TEXT SHOWN:
|---|

While the medication doesn’t prevent me from sleepwalking, it makes my sleep much more consistent and much less traumatizing.  Having sleep, the restorative and balancing action your body requires, become a source of fear is a terrible thing.  And being able to participate in and enjoy sleep is nothing short of miraculous for my beleaguered and exhausted self.

I feel like this turned into a term paper, and not a blog post.  But it is important, apparently, for me to recognize and report about the challenge of suffering symptoms of stress and trauma during the night … and to present alternatives.

Because, as someone recently told me, people need to hear my stories.  And I am committed to the telling not just because I think it might assist others, but because speaking truth is freeing.  Expressing the challenge and the need and the struggle and the fight and the overcoming of obstacles and the strength and joy and relief of that overcoming is important.  It is such because my voice is my only chance at regaining the autonomy lost as a child.  My voice is the only thing that can offer that child some peace and restoration.  That young self, and my triggered adult self, both need to know and feel and trust that there is a path to good, and that we can walk that path and find that end.

I might make sandwiches or eat jam from the jar in the night for the rest of my life.  I might, just as easily, find the release of stress that I need to stop that sleepwalking from happening any longer.  And it is necessary for others to see this hidden-by-the-dark experience, and to validate that experience.

Because while I don’t fault those in my life for not knowing that I was expressing in my quirky sleepwalking moments the grave burdens of an abused child.  The science wasn’t there.  The advocacy wasn’t there.  The skilled psychiatric specialists were not there.  The only thing that my dad could see was a girl doing weird things—expressing the inexpressible in the ways that my subconscious self could.  And it couldn’t express it well enough, or loudly enough, or clearly enough to spare me the trauma … but at least I tried to express it in some way.

I can express it now.  I’m determined to express it now.

I’m determined to give that child a voice that can be heard, understood, and validated.  I’m determined to let her speak, to cry, to scream out the things that her jam-eating, sleepwalking, nightmare-having self couldn’t quite manage to express.

|---|

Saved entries
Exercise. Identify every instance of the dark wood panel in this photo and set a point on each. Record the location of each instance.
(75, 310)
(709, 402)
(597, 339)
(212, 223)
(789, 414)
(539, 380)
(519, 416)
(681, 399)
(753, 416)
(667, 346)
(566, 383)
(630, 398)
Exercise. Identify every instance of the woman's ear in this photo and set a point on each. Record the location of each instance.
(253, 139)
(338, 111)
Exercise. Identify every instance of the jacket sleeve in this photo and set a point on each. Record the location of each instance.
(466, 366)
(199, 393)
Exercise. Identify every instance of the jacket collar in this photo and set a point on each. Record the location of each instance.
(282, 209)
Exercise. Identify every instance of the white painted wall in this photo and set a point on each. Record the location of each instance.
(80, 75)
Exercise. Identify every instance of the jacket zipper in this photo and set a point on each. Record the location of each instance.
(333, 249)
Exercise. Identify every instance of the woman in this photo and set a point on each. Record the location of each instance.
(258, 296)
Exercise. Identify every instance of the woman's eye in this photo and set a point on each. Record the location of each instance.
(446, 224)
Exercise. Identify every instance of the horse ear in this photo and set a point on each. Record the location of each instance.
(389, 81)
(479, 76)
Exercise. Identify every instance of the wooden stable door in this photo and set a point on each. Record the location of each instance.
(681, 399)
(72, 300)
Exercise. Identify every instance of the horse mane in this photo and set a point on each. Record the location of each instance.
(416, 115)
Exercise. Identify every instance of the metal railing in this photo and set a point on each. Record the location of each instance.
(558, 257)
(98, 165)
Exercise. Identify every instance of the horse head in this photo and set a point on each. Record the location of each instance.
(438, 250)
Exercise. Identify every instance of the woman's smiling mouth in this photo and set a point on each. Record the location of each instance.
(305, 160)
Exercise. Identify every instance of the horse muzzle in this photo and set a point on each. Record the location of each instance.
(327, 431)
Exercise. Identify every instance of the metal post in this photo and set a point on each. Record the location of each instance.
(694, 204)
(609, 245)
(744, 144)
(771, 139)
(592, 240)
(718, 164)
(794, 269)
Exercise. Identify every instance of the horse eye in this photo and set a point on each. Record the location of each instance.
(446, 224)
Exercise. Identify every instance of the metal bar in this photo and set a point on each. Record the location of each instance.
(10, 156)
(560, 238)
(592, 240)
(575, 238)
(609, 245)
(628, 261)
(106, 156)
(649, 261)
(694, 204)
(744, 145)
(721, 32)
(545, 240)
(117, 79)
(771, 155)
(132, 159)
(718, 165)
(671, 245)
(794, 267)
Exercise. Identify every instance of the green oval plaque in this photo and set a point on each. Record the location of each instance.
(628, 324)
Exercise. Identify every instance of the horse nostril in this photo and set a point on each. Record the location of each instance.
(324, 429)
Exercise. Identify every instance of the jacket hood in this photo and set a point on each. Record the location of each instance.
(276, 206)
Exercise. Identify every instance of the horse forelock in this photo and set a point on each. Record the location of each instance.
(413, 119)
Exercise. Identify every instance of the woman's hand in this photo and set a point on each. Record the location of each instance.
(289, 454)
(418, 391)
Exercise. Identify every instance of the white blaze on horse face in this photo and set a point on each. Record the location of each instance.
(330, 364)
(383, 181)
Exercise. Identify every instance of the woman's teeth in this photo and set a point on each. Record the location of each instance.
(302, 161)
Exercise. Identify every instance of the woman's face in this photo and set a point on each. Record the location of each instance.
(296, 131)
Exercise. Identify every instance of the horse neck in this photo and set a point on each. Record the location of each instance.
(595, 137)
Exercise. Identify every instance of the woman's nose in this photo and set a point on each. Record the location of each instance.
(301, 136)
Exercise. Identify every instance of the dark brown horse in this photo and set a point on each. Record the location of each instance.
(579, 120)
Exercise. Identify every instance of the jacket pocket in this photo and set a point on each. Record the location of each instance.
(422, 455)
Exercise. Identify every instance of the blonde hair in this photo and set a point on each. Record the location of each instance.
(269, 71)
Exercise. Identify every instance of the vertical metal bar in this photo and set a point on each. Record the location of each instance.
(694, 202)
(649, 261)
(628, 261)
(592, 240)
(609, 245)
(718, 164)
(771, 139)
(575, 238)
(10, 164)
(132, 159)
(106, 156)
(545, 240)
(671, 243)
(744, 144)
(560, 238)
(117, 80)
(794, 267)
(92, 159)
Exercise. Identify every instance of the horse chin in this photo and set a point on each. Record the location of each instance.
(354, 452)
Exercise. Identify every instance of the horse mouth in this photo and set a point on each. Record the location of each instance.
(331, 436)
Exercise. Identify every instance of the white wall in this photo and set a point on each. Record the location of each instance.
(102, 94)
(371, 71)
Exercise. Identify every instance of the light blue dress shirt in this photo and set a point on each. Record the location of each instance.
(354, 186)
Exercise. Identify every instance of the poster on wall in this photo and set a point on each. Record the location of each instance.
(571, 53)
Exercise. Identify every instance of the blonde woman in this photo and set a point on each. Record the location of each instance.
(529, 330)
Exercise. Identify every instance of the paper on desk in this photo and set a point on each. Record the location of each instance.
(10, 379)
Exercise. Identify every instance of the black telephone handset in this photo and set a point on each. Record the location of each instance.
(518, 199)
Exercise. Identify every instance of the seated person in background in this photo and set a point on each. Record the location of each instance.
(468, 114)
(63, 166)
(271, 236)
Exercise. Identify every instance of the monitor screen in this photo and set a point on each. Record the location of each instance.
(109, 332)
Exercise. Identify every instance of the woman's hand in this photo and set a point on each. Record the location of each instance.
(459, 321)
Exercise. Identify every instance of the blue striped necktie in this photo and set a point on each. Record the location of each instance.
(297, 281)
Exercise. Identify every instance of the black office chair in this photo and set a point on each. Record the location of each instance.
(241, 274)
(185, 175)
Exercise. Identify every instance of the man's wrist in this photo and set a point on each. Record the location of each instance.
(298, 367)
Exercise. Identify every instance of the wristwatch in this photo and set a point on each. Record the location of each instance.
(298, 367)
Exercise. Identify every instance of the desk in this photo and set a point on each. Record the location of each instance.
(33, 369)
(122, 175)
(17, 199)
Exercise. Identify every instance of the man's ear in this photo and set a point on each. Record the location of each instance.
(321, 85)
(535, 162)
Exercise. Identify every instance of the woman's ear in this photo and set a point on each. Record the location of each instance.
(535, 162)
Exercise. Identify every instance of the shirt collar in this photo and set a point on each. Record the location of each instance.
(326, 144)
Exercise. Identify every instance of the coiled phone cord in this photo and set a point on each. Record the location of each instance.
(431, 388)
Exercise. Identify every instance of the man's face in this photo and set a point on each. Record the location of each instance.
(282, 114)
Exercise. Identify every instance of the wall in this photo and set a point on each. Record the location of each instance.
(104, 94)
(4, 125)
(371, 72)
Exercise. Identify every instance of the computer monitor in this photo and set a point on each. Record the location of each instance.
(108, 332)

|---|

LIST OF TASKS:
• a. In the text on sleepwalking, why does the writer say expressing the struggle and its overcoming is important? Answer in one to three sentences.
• b. Update the text on sleepwalking, starting at "While the medication" and ending at "and exhausted self.", with "medication" replaced by "treatment".
• c. According to the text on sleepwalking, what might the writer do in the night for the rest of life?

RESULTS FOR EACH TASK:
• a. It is important because the writer's voice is the only chance at regaining the autonomy lost as a child. That voice is also the only thing that can offer that child some peace and restoration.

• b.
While the treatment doesn’t prevent me from sleepwalking, it makes my sleep much more consistent and much less traumatizing.  Having sleep, the restorative and balancing action your body requires, become a source of fear is a terrible thing.  And being able to participate in and enjoy sleep is nothing short of miraculous for my beleaguered and exhausted self.

• c. Make sandwiches or eat jam from the jar.